** Start Information given **
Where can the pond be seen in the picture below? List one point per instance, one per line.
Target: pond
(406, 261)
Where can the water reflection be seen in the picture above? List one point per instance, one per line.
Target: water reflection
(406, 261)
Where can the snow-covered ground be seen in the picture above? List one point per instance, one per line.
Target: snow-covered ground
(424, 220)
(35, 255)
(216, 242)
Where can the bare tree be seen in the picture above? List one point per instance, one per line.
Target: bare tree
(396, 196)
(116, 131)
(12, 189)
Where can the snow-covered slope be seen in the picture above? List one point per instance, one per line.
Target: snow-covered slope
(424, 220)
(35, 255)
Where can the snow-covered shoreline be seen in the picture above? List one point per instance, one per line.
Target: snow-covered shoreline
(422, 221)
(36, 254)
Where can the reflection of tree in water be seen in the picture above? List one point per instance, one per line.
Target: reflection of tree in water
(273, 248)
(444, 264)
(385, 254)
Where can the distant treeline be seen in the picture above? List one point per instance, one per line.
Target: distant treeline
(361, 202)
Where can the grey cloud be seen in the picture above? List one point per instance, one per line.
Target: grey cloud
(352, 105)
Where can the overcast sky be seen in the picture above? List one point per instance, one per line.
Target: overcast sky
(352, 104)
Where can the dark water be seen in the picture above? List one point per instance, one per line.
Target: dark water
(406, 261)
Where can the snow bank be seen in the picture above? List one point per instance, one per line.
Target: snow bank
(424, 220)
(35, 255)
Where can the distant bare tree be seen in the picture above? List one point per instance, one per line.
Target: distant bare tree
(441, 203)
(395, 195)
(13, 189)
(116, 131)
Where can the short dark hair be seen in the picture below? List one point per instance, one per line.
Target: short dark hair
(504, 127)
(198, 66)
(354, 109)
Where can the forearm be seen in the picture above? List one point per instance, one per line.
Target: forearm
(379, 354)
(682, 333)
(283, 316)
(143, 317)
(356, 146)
** End Information given **
** Start Information given **
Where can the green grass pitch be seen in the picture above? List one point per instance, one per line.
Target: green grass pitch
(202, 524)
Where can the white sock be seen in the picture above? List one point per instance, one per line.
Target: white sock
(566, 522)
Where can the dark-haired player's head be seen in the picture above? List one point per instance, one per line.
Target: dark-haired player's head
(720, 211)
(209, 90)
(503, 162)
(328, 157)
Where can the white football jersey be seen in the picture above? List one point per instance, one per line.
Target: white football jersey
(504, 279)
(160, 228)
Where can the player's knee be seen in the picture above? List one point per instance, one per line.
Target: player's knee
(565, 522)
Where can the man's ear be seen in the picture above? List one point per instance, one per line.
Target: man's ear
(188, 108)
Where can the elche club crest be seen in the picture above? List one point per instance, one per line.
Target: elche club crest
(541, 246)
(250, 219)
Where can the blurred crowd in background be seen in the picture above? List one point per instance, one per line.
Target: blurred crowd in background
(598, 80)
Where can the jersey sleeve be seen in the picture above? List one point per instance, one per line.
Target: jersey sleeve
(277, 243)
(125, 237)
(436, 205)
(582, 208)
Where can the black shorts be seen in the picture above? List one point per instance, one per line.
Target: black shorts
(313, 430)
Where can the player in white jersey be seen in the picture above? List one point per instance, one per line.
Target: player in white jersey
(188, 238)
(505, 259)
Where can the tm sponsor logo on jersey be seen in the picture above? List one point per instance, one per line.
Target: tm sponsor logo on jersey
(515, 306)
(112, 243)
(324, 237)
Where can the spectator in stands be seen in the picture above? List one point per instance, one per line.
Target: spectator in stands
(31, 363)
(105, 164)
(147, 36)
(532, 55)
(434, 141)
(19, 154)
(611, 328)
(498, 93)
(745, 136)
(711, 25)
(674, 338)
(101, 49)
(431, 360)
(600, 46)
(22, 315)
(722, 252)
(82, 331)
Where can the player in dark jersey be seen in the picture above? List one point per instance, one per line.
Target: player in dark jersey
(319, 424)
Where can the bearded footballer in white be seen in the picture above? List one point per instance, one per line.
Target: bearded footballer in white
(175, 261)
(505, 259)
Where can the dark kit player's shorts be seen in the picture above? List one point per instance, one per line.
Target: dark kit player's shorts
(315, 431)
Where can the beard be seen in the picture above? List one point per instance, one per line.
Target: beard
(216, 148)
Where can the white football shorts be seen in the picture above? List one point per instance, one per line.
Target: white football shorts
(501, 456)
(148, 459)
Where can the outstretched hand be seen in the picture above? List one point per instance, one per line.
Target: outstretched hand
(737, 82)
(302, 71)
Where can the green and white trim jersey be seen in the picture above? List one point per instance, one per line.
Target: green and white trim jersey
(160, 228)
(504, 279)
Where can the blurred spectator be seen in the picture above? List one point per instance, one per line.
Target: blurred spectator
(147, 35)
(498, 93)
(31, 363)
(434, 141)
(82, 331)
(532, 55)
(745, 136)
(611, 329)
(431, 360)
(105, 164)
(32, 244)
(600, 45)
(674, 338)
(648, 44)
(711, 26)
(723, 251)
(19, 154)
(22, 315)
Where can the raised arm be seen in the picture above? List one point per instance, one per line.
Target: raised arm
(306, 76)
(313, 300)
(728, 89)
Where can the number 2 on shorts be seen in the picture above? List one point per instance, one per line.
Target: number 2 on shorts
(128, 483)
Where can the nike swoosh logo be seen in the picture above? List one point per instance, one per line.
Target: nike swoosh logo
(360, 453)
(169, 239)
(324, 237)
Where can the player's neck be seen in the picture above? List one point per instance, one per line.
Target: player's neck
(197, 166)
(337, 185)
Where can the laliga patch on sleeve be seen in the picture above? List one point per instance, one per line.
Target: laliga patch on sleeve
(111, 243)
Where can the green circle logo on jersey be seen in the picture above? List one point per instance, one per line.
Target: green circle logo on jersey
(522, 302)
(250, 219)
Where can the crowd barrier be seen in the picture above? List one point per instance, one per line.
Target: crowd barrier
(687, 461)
** End Information given **
** Start Information given **
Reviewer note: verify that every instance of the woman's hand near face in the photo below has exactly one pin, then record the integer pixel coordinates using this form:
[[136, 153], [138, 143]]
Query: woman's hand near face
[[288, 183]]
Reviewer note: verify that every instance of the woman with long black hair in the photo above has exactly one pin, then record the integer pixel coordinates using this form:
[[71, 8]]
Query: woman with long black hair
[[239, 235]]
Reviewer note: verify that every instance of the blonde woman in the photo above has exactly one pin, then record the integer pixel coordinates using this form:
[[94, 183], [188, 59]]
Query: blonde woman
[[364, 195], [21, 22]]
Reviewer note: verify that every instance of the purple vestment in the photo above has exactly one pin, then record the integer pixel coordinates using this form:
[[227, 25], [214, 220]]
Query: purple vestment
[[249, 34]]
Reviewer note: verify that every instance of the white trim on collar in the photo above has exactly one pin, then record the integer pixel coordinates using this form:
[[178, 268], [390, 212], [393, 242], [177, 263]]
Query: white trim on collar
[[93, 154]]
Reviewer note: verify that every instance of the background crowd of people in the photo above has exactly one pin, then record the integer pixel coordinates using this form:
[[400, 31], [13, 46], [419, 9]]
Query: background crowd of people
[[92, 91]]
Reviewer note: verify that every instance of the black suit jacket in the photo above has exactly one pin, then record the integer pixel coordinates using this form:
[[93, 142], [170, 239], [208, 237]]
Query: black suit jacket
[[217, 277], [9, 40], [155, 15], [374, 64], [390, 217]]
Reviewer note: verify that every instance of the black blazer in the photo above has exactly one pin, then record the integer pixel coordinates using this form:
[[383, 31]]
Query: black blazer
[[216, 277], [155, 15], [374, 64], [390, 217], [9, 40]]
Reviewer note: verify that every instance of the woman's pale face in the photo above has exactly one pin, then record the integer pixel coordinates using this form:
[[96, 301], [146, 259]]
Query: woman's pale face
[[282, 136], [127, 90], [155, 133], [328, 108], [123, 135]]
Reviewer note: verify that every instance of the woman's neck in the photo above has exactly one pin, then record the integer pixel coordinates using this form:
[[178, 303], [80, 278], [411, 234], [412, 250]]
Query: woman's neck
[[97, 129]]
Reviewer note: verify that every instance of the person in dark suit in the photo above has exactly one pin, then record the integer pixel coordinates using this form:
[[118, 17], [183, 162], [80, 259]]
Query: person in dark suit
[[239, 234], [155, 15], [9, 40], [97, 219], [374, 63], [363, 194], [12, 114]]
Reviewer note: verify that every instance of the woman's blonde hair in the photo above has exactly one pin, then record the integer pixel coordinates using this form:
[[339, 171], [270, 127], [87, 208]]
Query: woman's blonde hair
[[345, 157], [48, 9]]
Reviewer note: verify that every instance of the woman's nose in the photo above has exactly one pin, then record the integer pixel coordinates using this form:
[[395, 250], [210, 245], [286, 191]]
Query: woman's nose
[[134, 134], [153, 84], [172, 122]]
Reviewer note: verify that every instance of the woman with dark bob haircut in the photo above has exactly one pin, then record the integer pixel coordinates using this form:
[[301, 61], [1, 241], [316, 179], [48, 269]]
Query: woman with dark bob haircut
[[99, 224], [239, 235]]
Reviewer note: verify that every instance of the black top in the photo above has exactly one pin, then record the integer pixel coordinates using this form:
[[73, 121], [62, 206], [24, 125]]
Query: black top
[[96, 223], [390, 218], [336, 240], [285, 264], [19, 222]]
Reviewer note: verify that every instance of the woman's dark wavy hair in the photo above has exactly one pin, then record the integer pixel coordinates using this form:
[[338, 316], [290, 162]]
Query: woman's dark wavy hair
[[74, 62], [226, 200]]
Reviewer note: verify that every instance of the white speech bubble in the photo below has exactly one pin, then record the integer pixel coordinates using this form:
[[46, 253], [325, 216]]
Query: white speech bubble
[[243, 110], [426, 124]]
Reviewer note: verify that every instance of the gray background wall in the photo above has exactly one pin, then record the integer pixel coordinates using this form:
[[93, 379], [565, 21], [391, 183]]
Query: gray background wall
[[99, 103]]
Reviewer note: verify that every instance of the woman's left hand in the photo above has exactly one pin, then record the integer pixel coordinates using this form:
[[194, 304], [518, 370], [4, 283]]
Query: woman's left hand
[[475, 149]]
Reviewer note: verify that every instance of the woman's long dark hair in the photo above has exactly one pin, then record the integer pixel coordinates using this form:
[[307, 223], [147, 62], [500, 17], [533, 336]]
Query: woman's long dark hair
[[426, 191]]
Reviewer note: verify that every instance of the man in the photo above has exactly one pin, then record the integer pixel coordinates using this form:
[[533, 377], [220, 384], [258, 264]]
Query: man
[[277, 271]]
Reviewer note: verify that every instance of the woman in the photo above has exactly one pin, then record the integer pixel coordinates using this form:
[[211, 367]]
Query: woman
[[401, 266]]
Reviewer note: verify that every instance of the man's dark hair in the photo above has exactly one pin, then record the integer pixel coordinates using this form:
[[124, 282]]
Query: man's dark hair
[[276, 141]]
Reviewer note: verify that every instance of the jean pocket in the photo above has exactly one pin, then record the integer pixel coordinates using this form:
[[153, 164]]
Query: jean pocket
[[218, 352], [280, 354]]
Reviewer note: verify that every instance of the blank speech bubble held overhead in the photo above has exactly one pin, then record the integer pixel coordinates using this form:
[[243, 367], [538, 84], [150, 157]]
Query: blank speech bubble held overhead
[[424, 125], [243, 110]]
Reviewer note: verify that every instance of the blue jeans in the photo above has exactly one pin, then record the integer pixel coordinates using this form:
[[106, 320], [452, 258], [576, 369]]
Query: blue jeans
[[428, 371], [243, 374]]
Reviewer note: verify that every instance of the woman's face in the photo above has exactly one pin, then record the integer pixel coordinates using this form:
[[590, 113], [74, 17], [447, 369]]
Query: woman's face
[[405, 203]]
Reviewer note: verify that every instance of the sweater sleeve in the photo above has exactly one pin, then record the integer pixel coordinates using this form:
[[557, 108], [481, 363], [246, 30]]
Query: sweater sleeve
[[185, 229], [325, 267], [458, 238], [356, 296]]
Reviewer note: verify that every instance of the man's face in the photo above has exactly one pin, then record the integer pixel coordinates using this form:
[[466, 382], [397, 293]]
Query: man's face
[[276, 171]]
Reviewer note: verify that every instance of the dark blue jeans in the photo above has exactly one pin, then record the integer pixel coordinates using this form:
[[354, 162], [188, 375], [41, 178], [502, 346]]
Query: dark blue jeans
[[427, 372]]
** End Information given **
| Written task |
Copy the lines above word for word, from the line with "Reviewer note: verify that every instance of the woman with dark" to the line with "[[96, 223], [390, 218], [336, 240], [285, 264], [19, 222]]", including both of those lines.

| Output |
Reviewer note: verify that every instance of the woman with dark bob haircut in the photo above has exactly one pin, then record the integer pixel coordinates using this form:
[[301, 61], [1, 241], [316, 179], [48, 269]]
Query: woman with dark bob haircut
[[99, 224], [239, 235]]
Reviewer note: verify that every instance of the black top in the photo above has exactly one pin, then record the integer pixel coordinates using this form:
[[73, 121], [62, 206], [24, 125]]
Query: black top
[[96, 223], [390, 218], [336, 240], [285, 264], [19, 222]]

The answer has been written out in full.